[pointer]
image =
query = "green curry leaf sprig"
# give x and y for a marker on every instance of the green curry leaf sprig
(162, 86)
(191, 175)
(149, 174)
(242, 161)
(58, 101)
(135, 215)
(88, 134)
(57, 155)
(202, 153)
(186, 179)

DIRECTIONS FOR THIS TASK:
Each entry above is to be printed again exactly.

SOLVED EXERCISE:
[pointer]
image =
query = "green curry leaf sprig"
# give x and y for a marker on every instance of the green curry leaf sprig
(162, 86)
(191, 175)
(149, 174)
(242, 161)
(58, 101)
(135, 215)
(88, 134)
(57, 155)
(202, 153)
(186, 179)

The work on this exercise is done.